- TEXT PASSAGE -
>>>
Yes, it is June. And that means the CFL season is just a couple of weeks away.
The 2016 season ended with one of the greatest Grey Cup games ever, and included one of the biggest upsets, as Ottawa beat Calgary, 39-36, in overtime, denying the Stamps a chance to validate themselves as one of the all-time best teams.
So, what might happen in 2017?
Here we go!
It’s not fair to call this the division of the misfits, but there doesn’t seem to be much that separates the top from the bottom; and right now none of these teams appears capable of challenging the best from the west.
Of course, no championships are won in June.
HAMILTON: If Zach Collaros is healthy and if the TiCats defense surrenders fewer points (and there’s almost no way the unit can be as bad this season as it was last year), Hamilton should win the division.
Should. That word has hung around the neck of this franchise like an anvil. The TiCats should win, should get to the Grey Cup, should win one. But that hasn’t happened.
<<<
- DATA SUPPLIED -
>>>
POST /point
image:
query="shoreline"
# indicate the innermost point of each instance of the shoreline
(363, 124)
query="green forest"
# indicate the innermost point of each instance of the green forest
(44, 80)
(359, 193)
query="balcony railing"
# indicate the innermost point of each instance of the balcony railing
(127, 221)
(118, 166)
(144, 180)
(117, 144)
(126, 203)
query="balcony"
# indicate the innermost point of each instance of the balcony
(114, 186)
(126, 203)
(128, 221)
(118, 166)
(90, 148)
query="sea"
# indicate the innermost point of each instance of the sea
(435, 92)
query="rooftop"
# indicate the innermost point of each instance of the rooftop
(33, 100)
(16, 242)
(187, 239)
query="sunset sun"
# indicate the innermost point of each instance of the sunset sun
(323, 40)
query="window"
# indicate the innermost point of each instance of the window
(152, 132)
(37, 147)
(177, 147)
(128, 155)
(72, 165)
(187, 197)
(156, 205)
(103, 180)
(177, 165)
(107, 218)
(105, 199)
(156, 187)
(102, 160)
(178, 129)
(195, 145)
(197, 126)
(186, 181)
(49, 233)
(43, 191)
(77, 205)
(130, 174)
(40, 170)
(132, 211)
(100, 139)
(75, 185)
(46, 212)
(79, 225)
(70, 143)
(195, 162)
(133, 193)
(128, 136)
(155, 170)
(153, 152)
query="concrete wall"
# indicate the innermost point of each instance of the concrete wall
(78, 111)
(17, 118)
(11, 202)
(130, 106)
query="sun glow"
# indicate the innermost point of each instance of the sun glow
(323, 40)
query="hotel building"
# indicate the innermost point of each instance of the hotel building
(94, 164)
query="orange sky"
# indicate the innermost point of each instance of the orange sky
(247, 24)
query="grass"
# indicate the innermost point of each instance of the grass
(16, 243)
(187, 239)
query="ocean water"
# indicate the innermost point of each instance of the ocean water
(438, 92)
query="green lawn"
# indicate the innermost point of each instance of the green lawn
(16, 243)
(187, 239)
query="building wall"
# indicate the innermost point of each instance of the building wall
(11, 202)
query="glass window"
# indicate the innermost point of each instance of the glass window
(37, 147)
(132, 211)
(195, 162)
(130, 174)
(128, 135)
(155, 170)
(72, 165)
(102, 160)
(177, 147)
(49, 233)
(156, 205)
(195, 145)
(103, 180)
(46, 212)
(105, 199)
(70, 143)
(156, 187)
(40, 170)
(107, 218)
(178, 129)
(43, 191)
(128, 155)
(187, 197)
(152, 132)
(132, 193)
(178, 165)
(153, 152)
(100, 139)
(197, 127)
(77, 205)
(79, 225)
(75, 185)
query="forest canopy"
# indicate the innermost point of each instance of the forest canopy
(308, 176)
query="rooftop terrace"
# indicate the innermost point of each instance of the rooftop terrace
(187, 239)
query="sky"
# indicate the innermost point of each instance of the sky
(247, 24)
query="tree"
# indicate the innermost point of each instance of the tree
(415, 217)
<<<
- TASK TO CARRY OUT -
Copy the CFL season preview above word for word, everything from "HAMILTON: If Zach" down to "win the division.".

- ANSWER FOR THIS EXERCISE -
HAMILTON: If Zach Collaros is healthy and if the TiCats defense surrenders fewer points (and there’s almost no way the unit can be as bad this season as it was last year), Hamilton should win the division.